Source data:
** start **
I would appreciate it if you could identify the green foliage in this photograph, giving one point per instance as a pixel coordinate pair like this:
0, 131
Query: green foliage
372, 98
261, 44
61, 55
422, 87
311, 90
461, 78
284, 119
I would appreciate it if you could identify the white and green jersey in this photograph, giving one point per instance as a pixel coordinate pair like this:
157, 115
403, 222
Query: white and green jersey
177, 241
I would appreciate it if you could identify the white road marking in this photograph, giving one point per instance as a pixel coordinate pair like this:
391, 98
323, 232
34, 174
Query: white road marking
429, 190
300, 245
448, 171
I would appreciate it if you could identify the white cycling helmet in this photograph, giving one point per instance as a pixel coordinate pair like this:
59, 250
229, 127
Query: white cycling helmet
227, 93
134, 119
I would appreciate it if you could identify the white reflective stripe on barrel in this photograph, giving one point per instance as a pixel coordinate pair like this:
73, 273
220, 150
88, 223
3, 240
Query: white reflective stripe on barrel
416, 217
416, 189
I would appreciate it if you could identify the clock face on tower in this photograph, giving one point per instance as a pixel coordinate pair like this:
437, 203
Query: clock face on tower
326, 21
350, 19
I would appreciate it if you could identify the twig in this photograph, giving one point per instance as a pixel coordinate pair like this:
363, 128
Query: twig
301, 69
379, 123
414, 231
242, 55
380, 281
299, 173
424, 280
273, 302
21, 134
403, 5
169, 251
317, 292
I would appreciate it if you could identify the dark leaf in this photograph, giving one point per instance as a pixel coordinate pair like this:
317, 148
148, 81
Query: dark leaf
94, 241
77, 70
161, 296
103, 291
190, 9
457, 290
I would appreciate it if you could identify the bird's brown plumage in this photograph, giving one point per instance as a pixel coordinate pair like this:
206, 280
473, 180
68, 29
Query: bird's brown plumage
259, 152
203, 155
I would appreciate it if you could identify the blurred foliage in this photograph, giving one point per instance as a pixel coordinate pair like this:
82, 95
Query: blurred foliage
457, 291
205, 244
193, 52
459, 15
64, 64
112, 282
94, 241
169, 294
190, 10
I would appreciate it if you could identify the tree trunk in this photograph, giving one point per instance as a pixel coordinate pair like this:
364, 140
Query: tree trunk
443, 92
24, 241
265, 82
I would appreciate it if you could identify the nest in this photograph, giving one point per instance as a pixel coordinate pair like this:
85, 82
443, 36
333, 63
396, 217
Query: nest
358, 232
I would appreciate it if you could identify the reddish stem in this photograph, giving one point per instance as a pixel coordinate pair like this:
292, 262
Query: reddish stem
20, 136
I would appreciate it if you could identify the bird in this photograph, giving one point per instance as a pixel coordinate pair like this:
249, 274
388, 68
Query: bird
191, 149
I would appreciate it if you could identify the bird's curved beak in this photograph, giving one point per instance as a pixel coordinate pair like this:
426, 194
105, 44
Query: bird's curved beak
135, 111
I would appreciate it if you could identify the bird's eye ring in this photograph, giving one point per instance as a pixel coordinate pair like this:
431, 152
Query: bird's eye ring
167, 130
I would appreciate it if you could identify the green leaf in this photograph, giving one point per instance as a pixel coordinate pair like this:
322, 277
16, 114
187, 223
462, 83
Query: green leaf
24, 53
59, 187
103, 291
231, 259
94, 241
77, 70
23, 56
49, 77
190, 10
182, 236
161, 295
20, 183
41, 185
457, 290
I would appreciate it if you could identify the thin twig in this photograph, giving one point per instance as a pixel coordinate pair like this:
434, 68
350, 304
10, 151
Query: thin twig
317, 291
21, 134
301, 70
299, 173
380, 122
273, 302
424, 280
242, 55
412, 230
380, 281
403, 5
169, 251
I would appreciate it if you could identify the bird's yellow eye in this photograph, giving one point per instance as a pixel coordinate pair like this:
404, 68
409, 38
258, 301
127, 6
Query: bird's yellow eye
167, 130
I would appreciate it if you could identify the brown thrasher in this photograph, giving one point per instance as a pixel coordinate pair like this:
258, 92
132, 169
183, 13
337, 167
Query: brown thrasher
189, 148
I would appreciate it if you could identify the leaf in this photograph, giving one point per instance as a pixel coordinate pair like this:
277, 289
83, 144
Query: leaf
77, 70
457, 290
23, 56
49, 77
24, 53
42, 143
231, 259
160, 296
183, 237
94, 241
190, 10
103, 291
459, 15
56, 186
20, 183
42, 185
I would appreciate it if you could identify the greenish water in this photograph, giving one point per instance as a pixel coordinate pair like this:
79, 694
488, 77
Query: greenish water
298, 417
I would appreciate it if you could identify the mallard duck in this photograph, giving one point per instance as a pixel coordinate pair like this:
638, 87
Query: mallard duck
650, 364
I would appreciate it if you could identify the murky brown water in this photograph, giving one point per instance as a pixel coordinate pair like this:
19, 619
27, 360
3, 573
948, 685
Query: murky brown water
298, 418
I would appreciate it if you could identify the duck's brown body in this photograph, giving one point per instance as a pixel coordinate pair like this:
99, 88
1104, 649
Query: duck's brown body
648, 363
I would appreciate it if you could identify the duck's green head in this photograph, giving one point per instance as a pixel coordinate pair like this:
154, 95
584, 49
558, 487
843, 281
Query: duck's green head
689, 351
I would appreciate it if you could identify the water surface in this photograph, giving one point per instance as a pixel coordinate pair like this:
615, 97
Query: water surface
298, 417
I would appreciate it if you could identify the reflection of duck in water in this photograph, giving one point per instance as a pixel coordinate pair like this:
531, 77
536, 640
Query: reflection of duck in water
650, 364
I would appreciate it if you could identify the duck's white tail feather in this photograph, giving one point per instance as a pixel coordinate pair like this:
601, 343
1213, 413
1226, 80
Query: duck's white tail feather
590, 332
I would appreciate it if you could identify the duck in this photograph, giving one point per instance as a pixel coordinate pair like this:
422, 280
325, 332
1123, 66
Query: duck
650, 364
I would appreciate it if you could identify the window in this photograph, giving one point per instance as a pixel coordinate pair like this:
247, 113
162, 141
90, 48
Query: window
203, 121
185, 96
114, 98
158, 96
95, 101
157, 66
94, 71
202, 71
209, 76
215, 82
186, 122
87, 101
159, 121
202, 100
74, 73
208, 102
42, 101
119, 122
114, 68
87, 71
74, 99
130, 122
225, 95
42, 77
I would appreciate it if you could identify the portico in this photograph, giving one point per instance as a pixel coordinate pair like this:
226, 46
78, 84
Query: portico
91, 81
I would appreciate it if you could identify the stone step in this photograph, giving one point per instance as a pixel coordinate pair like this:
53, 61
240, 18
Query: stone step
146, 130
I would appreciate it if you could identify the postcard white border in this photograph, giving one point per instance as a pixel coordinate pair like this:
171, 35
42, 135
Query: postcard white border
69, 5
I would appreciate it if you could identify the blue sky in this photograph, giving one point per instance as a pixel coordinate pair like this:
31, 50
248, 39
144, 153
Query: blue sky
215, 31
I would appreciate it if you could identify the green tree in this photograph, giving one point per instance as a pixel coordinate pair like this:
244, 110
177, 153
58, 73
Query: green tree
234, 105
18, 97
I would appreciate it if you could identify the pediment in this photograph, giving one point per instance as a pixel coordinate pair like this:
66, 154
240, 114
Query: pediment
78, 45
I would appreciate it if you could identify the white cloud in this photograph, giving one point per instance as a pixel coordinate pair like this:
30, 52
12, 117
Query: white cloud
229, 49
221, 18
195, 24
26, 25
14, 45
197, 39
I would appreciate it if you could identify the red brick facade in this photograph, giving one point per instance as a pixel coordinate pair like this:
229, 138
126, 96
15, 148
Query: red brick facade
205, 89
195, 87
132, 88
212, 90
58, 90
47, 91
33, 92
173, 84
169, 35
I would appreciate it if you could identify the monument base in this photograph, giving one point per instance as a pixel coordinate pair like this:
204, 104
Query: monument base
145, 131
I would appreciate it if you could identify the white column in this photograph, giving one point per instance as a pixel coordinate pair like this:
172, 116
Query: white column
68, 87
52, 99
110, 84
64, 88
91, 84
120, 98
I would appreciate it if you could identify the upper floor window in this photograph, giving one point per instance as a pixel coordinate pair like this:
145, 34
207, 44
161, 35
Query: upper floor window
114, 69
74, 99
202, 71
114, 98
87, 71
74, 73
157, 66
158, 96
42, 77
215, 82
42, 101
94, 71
** end **
CHALLENGE. Your task is to output exactly the lines running from the one with "I would appreciate it if you could identify the white cloud" through the final line of the material above, with both ends included.

PROBLEM SOLUTION.
I would appreciate it if you could identify the white cloud in this photograph, giving one point per instance as a pixel coordinate pair like this:
30, 52
12, 117
Query: white cloud
229, 49
221, 18
195, 24
26, 25
14, 45
197, 39
I would appreciate it if you could identify the red brick facade in this photograph, giving one point per instance as a pixel coordinate pair like this:
229, 138
126, 96
15, 148
Query: red brick facade
205, 89
195, 87
132, 88
212, 90
58, 90
47, 91
33, 92
173, 84
169, 35
I would appreciate it if you could identify the monument base in this photograph, giving one point per instance as a pixel coordinate pair like this:
204, 104
Query: monument base
145, 131
I would appreciate it if you could identify the white column in this photograph, giving one point per instance as a pixel coordinate pair like this:
172, 116
Query: white column
68, 87
52, 99
110, 84
64, 88
91, 84
120, 98
I would appreciate it if you could identify the upper floor window in this photograph, giving one point per instance as a pixel coordinate pair like this:
145, 34
207, 44
161, 35
Query: upper floor window
114, 69
74, 99
202, 71
114, 98
87, 71
74, 73
157, 66
158, 96
42, 77
215, 82
42, 101
94, 71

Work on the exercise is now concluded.